**TASK DESCRIPTION**: Could you copy, word for word, only the lines from the one containing "Point out the lichen" through the last line of the records below, both included?

**TASK INPUT**:

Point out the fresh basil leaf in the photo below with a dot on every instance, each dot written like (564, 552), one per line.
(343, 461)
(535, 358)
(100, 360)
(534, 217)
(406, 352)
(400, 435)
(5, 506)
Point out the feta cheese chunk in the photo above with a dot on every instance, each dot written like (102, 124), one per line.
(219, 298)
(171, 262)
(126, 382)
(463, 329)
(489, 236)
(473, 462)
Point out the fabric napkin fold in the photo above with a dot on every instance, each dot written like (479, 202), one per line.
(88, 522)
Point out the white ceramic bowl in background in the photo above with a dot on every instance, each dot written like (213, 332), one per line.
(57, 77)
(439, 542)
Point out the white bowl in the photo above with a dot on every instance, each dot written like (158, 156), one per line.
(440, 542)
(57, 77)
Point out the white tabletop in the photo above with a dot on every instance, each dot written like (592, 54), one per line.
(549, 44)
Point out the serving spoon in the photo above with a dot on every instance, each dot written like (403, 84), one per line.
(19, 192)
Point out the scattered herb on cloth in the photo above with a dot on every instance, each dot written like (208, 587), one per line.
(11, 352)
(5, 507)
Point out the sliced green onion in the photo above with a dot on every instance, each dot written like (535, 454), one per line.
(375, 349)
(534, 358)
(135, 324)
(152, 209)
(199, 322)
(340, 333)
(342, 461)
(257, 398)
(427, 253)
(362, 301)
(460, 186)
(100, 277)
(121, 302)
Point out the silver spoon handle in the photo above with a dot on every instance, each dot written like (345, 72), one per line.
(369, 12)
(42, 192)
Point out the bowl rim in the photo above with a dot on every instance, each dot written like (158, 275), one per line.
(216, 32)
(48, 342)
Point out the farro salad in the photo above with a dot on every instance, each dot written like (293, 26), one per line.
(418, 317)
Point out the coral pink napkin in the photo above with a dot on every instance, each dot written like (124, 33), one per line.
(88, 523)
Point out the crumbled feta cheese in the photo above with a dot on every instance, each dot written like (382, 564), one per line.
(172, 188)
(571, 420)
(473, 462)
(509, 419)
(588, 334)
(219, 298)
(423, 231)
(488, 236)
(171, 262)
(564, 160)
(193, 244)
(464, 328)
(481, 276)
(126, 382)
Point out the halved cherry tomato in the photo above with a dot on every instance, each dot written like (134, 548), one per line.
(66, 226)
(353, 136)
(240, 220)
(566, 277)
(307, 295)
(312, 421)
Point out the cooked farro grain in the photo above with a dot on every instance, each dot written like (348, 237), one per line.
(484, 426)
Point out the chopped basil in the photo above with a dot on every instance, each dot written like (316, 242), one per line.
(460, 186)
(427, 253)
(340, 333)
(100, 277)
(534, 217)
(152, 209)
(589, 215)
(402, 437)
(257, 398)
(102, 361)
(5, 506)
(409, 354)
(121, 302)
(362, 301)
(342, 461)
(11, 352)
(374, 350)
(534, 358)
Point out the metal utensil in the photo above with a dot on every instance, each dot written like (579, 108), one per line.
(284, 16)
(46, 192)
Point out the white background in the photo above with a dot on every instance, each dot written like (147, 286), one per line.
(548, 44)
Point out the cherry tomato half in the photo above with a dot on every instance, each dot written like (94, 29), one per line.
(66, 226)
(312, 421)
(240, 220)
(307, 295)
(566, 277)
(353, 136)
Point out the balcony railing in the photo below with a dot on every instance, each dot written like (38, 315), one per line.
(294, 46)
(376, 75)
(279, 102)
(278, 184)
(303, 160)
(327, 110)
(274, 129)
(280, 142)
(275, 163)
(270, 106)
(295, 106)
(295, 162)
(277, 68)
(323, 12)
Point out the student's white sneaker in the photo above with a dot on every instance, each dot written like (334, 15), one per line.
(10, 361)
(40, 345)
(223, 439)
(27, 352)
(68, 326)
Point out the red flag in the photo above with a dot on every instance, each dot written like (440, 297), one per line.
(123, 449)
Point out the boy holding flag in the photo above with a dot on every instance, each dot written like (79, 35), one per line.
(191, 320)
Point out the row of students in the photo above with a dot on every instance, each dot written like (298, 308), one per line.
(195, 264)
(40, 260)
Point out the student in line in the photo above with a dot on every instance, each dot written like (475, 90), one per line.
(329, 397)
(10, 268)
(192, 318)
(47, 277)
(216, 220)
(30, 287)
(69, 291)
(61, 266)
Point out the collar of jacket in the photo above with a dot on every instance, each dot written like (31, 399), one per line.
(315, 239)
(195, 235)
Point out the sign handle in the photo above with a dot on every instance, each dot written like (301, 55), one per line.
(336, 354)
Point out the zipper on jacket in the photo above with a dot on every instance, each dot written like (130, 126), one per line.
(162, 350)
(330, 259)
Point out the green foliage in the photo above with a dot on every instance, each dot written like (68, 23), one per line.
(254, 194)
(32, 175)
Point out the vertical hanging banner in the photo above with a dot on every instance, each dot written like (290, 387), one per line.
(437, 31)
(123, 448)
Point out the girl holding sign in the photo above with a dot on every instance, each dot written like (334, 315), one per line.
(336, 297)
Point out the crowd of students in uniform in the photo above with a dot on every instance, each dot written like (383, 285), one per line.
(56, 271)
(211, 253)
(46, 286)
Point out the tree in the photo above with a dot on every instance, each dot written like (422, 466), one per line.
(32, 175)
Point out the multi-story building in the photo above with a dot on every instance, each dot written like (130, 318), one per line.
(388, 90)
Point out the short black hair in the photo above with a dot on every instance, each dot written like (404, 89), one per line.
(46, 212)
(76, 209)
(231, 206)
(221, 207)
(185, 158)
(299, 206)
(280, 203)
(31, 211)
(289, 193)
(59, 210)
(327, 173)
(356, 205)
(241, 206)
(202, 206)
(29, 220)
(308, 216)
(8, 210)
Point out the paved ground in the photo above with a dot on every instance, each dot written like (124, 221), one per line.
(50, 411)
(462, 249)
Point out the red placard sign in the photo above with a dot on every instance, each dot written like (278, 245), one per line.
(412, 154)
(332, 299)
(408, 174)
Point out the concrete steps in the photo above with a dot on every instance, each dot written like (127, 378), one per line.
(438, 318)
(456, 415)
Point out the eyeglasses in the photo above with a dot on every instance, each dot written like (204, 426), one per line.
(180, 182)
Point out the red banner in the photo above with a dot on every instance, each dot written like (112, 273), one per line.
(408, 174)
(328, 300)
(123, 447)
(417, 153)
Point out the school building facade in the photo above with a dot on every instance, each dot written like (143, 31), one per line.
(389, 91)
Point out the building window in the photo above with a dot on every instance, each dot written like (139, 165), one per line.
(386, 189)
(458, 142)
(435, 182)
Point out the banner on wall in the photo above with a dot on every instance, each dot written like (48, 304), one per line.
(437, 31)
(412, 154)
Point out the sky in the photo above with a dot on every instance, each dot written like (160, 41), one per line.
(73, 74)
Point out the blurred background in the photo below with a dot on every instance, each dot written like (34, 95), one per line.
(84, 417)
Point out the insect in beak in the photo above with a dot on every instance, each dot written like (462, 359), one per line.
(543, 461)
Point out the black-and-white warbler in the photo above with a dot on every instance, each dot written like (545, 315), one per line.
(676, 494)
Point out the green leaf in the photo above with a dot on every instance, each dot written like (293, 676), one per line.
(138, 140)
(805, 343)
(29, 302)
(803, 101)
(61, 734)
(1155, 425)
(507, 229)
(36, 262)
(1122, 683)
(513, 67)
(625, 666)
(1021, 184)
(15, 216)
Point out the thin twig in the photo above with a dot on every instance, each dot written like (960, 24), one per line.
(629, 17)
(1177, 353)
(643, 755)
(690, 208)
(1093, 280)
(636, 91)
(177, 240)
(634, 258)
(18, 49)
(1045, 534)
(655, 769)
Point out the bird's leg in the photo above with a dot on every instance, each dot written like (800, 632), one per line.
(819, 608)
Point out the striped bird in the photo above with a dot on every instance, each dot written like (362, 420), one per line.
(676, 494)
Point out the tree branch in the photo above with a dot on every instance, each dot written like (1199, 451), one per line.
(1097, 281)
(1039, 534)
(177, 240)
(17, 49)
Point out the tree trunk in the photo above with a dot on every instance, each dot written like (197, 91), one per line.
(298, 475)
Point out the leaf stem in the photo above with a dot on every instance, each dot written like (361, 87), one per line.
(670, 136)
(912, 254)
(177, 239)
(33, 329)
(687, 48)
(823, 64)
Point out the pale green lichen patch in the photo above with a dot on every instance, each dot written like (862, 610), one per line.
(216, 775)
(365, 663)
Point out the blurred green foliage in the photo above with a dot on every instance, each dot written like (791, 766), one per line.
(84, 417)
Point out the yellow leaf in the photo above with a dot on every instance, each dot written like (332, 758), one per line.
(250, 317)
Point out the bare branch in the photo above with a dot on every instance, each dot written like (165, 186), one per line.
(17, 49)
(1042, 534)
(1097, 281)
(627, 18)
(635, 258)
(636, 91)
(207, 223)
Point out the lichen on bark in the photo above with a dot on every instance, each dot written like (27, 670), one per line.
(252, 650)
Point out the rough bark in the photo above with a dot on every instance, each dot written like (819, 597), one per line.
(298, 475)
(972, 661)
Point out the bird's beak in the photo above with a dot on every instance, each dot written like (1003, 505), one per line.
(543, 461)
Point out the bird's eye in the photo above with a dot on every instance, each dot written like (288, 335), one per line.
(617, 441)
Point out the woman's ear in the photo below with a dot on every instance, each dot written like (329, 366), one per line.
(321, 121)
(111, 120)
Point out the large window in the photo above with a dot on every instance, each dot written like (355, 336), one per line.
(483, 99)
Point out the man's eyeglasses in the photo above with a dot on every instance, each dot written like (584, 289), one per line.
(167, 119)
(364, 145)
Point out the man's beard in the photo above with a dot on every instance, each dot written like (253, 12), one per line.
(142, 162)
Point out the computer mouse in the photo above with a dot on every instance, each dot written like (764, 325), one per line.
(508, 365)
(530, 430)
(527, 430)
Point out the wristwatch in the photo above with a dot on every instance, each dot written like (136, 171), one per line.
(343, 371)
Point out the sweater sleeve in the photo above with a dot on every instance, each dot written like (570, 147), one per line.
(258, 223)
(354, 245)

**WORKED ANSWER**:
Point out the lichen on bark in the photo above with a dot on every instance, each dot written like (27, 670), one per line.
(252, 650)
Point out the rough bark in the photo above with a dot on every instance, each dot written like (819, 597), one per line.
(298, 475)
(972, 661)
Point out the bird's beak in the photo above with a dot on every instance, each dot written like (1003, 505), one per line.
(543, 461)
Point out the bird's eye in the photo above with a dot on every instance, each dot written like (288, 335), one per line.
(617, 441)
Point out the woman's ear in the photo below with a dot on every instance, each dot written like (329, 366), one per line.
(321, 121)
(111, 120)
Point out the large window in the photo above with a dot on every instance, each dot written like (355, 336), one per line.
(483, 99)
Point out the man's eyeglasses in the photo above with a dot on every instance, each dot written like (584, 289), one per line.
(167, 119)
(364, 145)
Point out the man's beard in the photo above with a dot on every instance, each dot written like (253, 12), one per line.
(142, 162)
Point out the computer mouse in the photo above with a dot on every instance, each dot written like (764, 325), one per line.
(508, 365)
(530, 430)
(527, 430)
Point out the wristwatch in the photo above with a dot on every instance, each dot written like (136, 171), one per line.
(343, 371)
Point out the sweater sleeve in the photo above with a dot on every instance, each dot written like (570, 147), one per line.
(258, 223)
(354, 245)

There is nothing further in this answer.